Objectives:
[a] Answer these questions from the market commentary, one answer per line, marked the same way:
(i) Which high is Bitcoin said to still be well below?
(ii) Which bank is named as trying to repatriate its gold?
(iii) By what percentage was the NASDAQ down in 2022?
[b] List every percentage figure that appears in the market commentary.
[c] Reproduce the passage of the market commentary starting with "back to where" and going on through "to interest rates.".

Document text:
I don't think it trades particularly well. I think Bitcoin, given all that's going on, I think Bitcoin was created for the exact environment that we find ourselves in and it's performing, and this is just my opinion, but not nearly to the extent I think a lot of Bitcoin bulls would have hoped. Yeah, I'm with you. I think it trades very poorly other than it being up, you know, 2,200 bucks today towards 8,700. It's still well below that 106,000 high as, you know, gold makes new highs. The one thing I just say is like,

that gold tweet is so fucking dumb you know why because when you think about just what he had three weeks ago he was questioning whether fort knox had all the gold you know what i mean like so that's dumb okay and then the other thing that is just again we're going back to a lack of confidence in our country in our government is that if folks are like the the bundesbank

are trying to repatriate their gold, get it back from the U.S. Treasury, get it back from where it's held in New York City at the Federal Reserve. And what does that say about holding risk assets here? What does it say about foreign companies wanting to do business here? What does it say about the whole idea that we're trying to reshore all of this manufacturing when our supply chains are totally not set to do that anytime soon? And so it's just like the lack

of confidence here. Guy in my 30 years in the business, okay, paying attention to economics, paying attention to what drives markets, I've never seen so much uncertainty. I've never seen so much certainty by an administration based on very weak foundations, you know what I mean, that are being tested right before our eyes. That's a scary situation and bring it

back to where we were in 2022, man, the S&P was down 27%. The NASDAQ was down 35% when the Fed started raising interest rates, when inflation was at 9%. Think about where we are as relative to interest rates.

Dataset content:
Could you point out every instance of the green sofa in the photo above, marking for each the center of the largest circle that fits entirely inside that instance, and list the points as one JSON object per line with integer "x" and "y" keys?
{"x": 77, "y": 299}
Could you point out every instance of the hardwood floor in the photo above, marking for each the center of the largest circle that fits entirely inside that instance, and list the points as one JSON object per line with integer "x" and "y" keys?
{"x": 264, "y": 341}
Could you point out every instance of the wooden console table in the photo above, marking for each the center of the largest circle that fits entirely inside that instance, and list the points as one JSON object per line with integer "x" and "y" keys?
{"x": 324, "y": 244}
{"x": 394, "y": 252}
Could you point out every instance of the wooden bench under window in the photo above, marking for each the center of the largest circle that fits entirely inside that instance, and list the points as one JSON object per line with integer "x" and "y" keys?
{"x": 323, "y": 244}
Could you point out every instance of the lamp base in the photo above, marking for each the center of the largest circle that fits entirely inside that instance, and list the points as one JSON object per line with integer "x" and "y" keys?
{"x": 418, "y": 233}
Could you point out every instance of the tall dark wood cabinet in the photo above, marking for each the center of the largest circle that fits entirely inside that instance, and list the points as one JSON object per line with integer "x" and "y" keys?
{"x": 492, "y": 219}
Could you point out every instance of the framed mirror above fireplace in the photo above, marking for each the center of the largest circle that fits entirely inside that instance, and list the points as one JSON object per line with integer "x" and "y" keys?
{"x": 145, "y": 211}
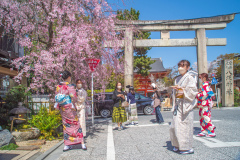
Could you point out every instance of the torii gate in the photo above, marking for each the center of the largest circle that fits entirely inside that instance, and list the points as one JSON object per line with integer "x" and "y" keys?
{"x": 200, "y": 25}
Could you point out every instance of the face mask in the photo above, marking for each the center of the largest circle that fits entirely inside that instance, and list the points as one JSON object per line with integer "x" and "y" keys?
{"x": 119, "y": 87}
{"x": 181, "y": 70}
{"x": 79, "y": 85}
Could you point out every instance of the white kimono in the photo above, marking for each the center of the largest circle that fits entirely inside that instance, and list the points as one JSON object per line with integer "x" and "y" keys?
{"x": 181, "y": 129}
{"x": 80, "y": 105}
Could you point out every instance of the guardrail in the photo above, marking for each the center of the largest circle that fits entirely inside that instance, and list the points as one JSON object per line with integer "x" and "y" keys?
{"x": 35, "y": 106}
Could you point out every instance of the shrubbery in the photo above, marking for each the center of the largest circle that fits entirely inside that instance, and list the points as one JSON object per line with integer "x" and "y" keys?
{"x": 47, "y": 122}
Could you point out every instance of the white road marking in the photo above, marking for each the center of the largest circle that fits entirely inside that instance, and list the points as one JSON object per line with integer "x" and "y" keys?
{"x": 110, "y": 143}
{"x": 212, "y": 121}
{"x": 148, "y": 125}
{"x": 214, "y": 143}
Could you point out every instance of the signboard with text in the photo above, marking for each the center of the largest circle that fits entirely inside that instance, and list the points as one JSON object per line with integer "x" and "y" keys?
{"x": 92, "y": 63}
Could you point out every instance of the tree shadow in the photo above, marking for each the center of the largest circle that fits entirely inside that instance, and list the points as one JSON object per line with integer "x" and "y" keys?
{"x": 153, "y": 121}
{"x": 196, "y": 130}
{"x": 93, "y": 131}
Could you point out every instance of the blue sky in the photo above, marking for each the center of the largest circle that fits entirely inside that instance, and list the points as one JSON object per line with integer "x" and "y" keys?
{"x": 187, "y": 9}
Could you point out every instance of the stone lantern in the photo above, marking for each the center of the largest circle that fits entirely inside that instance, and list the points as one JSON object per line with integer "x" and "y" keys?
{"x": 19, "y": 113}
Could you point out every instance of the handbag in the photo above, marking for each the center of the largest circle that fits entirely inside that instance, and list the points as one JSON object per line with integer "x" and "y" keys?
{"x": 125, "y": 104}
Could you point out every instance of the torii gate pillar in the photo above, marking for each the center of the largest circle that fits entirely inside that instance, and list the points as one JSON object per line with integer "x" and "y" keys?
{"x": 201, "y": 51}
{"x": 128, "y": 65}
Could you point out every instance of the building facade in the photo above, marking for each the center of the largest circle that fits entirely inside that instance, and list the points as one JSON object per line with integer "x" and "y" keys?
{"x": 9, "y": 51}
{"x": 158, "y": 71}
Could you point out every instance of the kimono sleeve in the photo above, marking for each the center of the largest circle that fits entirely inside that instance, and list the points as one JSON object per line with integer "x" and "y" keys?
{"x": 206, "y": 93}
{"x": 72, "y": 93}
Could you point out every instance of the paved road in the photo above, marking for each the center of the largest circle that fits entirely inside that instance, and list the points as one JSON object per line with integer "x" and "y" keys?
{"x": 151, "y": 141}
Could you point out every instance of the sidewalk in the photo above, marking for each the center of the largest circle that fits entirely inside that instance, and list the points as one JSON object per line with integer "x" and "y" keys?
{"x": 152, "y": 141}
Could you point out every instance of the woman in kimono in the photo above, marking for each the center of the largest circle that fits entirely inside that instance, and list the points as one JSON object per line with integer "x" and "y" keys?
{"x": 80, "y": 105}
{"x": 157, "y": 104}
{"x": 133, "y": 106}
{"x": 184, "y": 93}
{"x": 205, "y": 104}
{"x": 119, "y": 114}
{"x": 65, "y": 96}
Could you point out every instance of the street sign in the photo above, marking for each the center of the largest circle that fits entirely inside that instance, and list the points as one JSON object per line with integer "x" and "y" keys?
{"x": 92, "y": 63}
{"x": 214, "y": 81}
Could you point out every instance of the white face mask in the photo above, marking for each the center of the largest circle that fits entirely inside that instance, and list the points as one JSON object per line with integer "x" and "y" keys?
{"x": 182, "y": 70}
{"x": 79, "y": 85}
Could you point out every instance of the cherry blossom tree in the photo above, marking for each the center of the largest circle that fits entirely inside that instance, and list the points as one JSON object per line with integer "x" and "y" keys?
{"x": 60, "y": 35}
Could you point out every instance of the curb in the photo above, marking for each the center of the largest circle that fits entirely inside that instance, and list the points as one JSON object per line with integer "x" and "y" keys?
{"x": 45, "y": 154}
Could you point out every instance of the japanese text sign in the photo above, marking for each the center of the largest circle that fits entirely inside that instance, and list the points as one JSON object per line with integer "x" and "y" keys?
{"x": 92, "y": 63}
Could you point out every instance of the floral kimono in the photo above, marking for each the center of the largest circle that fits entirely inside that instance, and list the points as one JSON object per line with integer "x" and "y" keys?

Worked solutions:
[a]
(i) 106,000
(ii) The Bundesbank
(iii) 35%

[b]
27%
35%
9%

[c]
back to where we were in 2022, man, the S&P was down 27%. The NASDAQ was down 35% when the Fed started raising interest rates, when inflation was at 9%. Think about where we are as relative to interest rates.